Activity:
Below are some records. Return exactly the lines from the one containing "Target: temple building" through the one containing "Q: Point to the pavilion", both included, and only those.

Dataset items:
+---+

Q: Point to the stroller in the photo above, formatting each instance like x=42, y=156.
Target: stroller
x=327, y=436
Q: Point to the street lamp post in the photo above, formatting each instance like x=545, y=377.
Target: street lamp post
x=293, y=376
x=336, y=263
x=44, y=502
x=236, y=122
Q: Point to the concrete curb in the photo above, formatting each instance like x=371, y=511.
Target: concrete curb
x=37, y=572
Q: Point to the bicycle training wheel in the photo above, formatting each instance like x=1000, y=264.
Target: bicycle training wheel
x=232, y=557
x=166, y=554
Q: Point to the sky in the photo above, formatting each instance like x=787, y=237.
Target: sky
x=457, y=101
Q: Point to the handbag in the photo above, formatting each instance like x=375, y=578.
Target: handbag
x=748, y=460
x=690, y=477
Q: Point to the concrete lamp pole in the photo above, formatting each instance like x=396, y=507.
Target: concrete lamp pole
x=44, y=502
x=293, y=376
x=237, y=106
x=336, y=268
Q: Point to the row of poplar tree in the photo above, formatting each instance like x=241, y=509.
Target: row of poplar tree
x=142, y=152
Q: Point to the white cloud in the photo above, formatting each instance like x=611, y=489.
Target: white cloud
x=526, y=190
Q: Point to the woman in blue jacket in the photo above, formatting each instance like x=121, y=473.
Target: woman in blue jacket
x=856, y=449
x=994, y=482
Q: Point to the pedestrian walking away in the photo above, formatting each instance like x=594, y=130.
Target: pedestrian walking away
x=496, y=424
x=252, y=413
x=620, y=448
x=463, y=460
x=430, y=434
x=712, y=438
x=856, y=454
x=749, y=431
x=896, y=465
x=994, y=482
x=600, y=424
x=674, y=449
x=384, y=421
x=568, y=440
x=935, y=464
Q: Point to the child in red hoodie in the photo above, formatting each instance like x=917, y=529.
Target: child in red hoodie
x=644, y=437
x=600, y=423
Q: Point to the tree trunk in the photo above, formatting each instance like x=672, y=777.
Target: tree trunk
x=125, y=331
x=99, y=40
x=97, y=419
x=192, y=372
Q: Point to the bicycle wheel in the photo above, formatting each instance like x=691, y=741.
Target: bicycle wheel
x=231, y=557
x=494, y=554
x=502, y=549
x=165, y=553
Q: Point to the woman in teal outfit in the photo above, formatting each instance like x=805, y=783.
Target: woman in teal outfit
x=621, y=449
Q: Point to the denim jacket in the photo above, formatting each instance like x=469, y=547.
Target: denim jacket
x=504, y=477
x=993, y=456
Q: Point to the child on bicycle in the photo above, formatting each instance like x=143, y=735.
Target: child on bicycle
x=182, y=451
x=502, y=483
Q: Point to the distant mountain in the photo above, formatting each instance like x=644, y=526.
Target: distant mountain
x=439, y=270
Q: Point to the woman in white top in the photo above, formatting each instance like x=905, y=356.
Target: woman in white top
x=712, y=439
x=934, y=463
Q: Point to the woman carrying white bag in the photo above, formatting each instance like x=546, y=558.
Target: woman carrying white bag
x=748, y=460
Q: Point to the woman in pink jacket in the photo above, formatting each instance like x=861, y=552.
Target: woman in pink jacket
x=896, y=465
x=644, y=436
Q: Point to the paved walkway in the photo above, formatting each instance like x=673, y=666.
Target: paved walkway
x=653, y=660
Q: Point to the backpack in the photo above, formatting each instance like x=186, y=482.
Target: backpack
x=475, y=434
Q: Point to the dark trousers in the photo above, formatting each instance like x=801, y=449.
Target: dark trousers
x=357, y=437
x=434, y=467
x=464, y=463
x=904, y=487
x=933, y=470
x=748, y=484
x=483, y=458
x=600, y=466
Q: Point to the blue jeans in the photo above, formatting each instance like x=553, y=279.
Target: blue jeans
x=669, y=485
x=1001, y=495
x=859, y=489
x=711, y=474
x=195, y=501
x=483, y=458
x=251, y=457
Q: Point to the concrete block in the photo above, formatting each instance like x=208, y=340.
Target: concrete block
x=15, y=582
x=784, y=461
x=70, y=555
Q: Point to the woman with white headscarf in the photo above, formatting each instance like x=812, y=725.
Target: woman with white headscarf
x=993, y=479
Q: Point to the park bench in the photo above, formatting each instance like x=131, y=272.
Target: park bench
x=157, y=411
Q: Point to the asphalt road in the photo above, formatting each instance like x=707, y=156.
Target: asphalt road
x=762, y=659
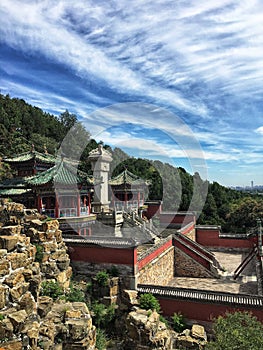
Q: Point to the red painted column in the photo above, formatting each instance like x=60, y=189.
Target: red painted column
x=78, y=205
x=89, y=203
x=56, y=207
x=39, y=203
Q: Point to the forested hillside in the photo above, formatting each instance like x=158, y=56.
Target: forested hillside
x=22, y=125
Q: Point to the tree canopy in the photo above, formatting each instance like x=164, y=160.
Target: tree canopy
x=237, y=331
x=22, y=125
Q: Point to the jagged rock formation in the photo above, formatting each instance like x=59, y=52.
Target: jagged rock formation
x=32, y=251
x=146, y=331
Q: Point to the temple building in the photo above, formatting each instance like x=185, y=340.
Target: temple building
x=55, y=187
x=127, y=191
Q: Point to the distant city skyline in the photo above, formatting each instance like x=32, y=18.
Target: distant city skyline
x=195, y=68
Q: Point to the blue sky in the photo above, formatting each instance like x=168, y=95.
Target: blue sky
x=179, y=81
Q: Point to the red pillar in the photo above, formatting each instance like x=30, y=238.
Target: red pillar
x=39, y=203
x=89, y=203
x=56, y=207
x=78, y=204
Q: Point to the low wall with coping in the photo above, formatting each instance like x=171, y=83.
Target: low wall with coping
x=211, y=236
x=200, y=305
x=156, y=265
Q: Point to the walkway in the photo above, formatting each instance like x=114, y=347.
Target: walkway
x=245, y=284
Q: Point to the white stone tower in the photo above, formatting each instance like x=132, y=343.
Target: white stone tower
x=100, y=162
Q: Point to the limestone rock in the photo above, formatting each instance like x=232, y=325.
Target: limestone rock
x=4, y=267
x=146, y=331
x=10, y=230
x=8, y=242
x=6, y=328
x=192, y=339
x=3, y=293
x=18, y=260
x=18, y=318
x=17, y=291
x=15, y=278
x=12, y=345
x=27, y=303
x=44, y=305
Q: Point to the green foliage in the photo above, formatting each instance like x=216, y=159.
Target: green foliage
x=113, y=271
x=51, y=289
x=101, y=339
x=148, y=301
x=99, y=313
x=237, y=331
x=75, y=294
x=102, y=278
x=102, y=315
x=164, y=320
x=39, y=253
x=178, y=322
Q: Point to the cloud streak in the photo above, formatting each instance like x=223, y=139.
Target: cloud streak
x=202, y=61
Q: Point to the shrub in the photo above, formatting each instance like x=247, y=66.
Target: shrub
x=51, y=289
x=102, y=278
x=75, y=295
x=148, y=301
x=39, y=253
x=164, y=320
x=237, y=331
x=102, y=315
x=101, y=339
x=113, y=271
x=178, y=322
x=99, y=313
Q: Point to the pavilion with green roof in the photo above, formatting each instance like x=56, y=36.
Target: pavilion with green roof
x=127, y=191
x=54, y=186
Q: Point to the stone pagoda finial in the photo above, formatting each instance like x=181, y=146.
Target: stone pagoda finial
x=100, y=160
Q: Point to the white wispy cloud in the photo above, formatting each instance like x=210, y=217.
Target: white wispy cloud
x=201, y=60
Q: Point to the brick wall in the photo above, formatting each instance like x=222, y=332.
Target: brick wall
x=185, y=266
x=160, y=270
x=210, y=237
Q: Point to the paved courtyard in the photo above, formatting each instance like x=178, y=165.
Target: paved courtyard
x=245, y=284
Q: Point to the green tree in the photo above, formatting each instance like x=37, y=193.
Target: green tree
x=148, y=301
x=237, y=331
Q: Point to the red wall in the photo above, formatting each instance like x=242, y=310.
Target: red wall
x=202, y=311
x=176, y=218
x=210, y=238
x=192, y=254
x=152, y=210
x=186, y=229
x=154, y=254
x=102, y=255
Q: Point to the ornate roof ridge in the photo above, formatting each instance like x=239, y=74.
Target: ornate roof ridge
x=25, y=156
x=62, y=172
x=127, y=177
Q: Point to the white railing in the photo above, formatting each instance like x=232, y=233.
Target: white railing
x=83, y=211
x=67, y=212
x=49, y=212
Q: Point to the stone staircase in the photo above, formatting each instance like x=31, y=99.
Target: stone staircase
x=199, y=256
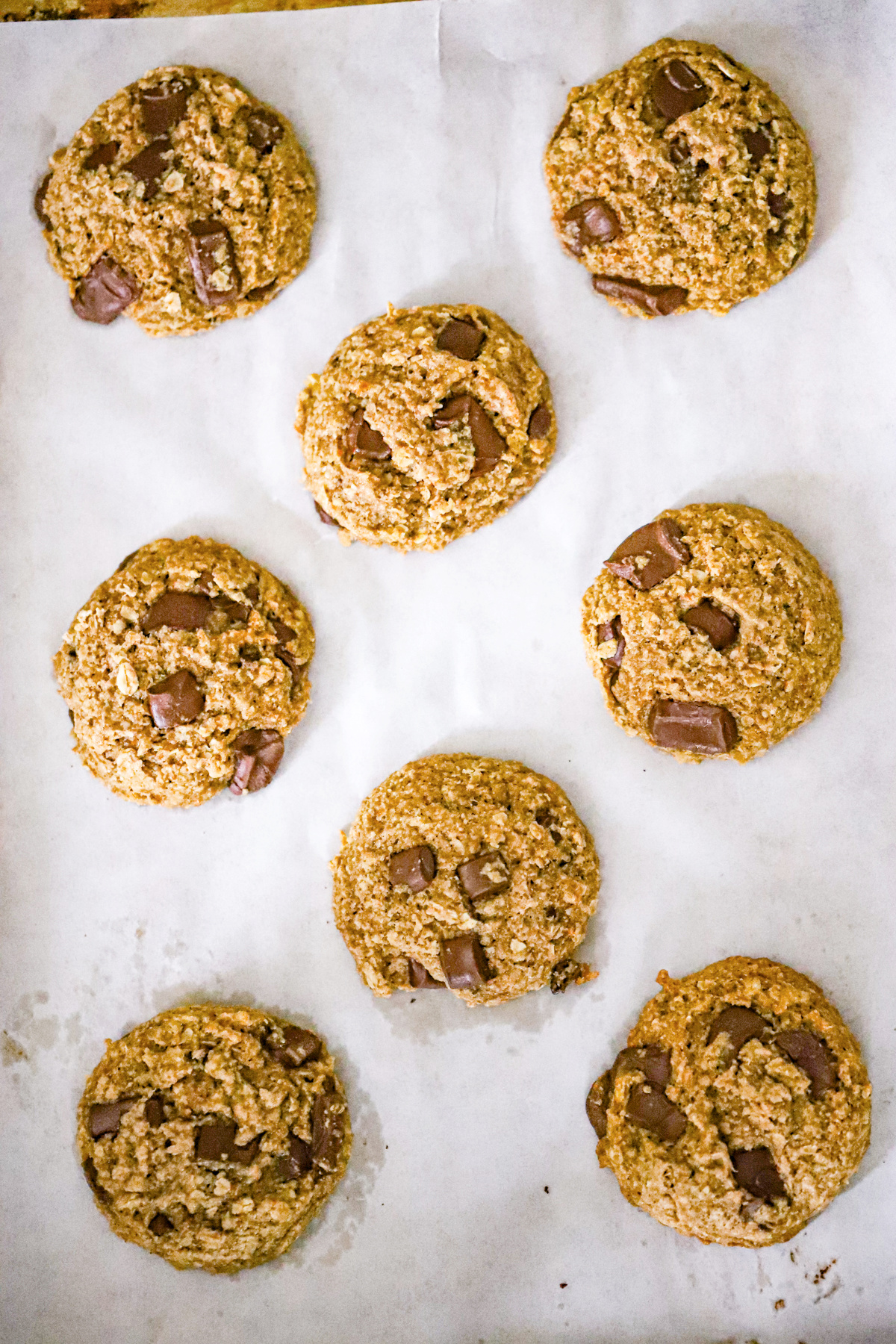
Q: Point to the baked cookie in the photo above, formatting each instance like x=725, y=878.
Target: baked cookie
x=183, y=202
x=426, y=423
x=712, y=632
x=739, y=1108
x=211, y=1136
x=682, y=181
x=184, y=672
x=467, y=873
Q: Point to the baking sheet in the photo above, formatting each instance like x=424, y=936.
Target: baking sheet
x=473, y=1207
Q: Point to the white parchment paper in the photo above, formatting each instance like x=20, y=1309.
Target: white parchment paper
x=474, y=1207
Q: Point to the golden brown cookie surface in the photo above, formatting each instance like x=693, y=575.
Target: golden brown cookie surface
x=426, y=423
x=184, y=672
x=213, y=1135
x=739, y=1108
x=714, y=632
x=682, y=181
x=467, y=871
x=181, y=202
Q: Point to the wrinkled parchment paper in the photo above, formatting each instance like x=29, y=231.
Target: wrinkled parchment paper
x=474, y=1207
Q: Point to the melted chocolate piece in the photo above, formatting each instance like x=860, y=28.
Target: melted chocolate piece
x=653, y=1110
x=756, y=1172
x=539, y=423
x=299, y=1048
x=364, y=443
x=657, y=300
x=692, y=726
x=151, y=166
x=414, y=868
x=420, y=976
x=264, y=131
x=484, y=877
x=297, y=1160
x=104, y=292
x=677, y=89
x=595, y=1105
x=721, y=629
x=105, y=1116
x=213, y=262
x=462, y=337
x=175, y=700
x=328, y=1130
x=739, y=1026
x=101, y=156
x=812, y=1055
x=258, y=754
x=164, y=105
x=464, y=962
x=178, y=612
x=652, y=554
x=590, y=222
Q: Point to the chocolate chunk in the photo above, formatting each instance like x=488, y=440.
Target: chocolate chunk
x=258, y=754
x=151, y=166
x=104, y=292
x=414, y=868
x=105, y=1116
x=721, y=629
x=758, y=144
x=297, y=1160
x=420, y=976
x=38, y=202
x=539, y=423
x=93, y=1180
x=652, y=554
x=462, y=961
x=462, y=337
x=328, y=1130
x=102, y=156
x=364, y=443
x=652, y=1061
x=677, y=89
x=484, y=877
x=175, y=700
x=657, y=300
x=155, y=1112
x=595, y=1105
x=264, y=131
x=649, y=1108
x=164, y=105
x=178, y=612
x=213, y=262
x=756, y=1172
x=813, y=1057
x=590, y=222
x=739, y=1026
x=679, y=152
x=692, y=726
x=299, y=1048
x=613, y=631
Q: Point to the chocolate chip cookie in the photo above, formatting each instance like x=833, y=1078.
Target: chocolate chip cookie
x=426, y=423
x=211, y=1136
x=181, y=202
x=467, y=873
x=739, y=1108
x=682, y=181
x=184, y=672
x=712, y=632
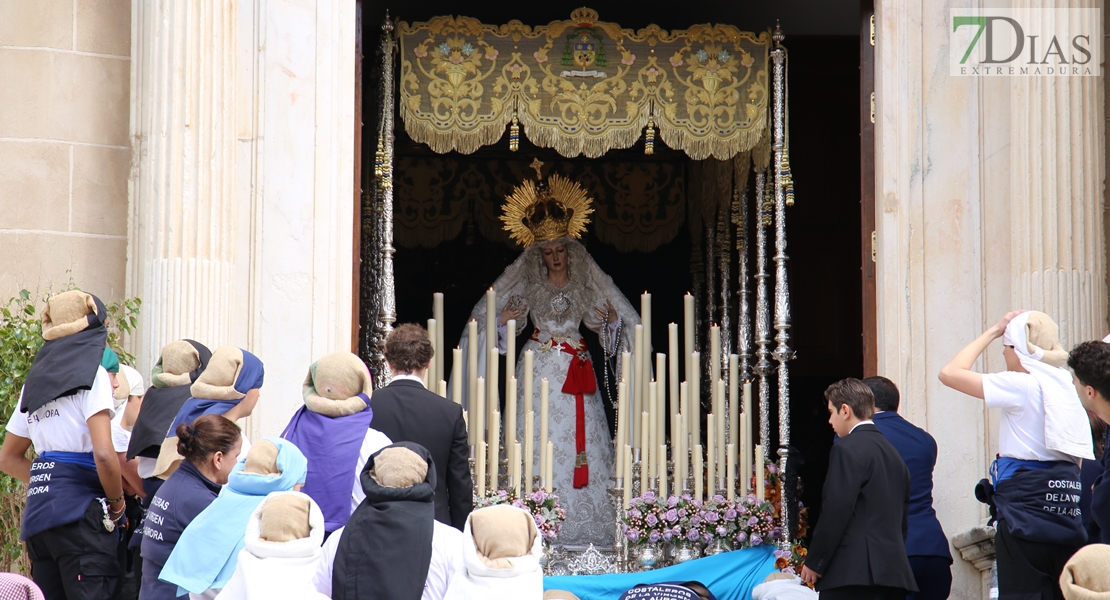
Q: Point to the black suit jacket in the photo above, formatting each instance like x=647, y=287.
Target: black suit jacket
x=406, y=412
x=860, y=536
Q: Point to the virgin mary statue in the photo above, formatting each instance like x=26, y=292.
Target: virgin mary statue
x=554, y=288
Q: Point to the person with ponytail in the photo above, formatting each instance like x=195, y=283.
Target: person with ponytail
x=210, y=448
x=74, y=495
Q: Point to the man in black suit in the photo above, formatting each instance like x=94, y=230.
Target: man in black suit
x=858, y=551
x=405, y=410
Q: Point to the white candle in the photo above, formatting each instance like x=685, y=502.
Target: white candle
x=430, y=376
x=622, y=428
x=530, y=448
x=720, y=430
x=511, y=349
x=516, y=468
x=478, y=413
x=456, y=375
x=637, y=380
x=662, y=474
x=480, y=468
x=627, y=475
x=551, y=468
x=710, y=456
x=759, y=473
x=688, y=333
x=696, y=398
x=441, y=358
x=748, y=460
x=493, y=449
x=527, y=382
x=510, y=410
x=698, y=474
x=645, y=463
x=734, y=403
x=732, y=473
x=543, y=427
x=673, y=372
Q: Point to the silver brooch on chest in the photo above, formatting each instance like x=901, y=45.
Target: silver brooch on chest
x=561, y=303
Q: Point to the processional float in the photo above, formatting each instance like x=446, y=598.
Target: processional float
x=584, y=87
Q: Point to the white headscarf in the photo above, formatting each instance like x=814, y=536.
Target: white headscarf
x=1067, y=428
x=523, y=580
x=269, y=570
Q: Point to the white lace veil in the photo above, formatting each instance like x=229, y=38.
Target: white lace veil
x=591, y=286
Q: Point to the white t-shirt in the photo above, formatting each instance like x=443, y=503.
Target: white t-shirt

+---+

Your response:
Target: temple building
x=55, y=187
x=127, y=191
Q: Point to the distant city skyline in the photo above, formatting each instance like x=32, y=18.
Target: distant city skyline
x=195, y=68
Q: Point to the blue sky in the photo above, formatting each instance like x=168, y=95.
Target: blue sky
x=179, y=81
Q: Point to the red pillar in the photo above, formatting each instance like x=30, y=238.
Target: red pillar
x=39, y=203
x=89, y=203
x=56, y=207
x=78, y=204
Q: Point to the low wall with coping in the photo above, formatting each instance like x=171, y=83.
Target: low wall with coping
x=211, y=236
x=200, y=305
x=156, y=265
Q: Point to the walkway in the photo above, formatting each instance like x=114, y=347.
Target: walkway
x=245, y=284
Q: Point to the white stone tower in the photo above, formatting each instance like x=132, y=343.
Target: white stone tower
x=100, y=162
Q: Point to the limestone rock in the photo above, formatting each instance like x=232, y=325.
Target: limestone rock
x=4, y=267
x=146, y=331
x=10, y=230
x=8, y=242
x=6, y=328
x=192, y=339
x=3, y=293
x=18, y=260
x=18, y=318
x=17, y=291
x=15, y=278
x=12, y=345
x=27, y=303
x=44, y=305
Q: Point to the green foliage in the photo above, formatting each instance like x=216, y=159.
Target: green foliage
x=113, y=271
x=51, y=289
x=101, y=339
x=148, y=301
x=99, y=313
x=237, y=331
x=75, y=294
x=102, y=278
x=102, y=315
x=164, y=320
x=39, y=253
x=178, y=322
Q: Point to the cloud streak in the photo above, formatting each instance like x=223, y=139.
Target: cloud streak
x=202, y=61
Q: Point to the shrub in the photo above, formatting each instance like x=247, y=66.
Target: shrub
x=51, y=289
x=102, y=278
x=75, y=295
x=148, y=301
x=39, y=253
x=164, y=320
x=237, y=331
x=102, y=315
x=101, y=339
x=113, y=271
x=178, y=322
x=99, y=313
Q: Point to the pavilion with green roof in the photo above, formatting each instance like x=56, y=36.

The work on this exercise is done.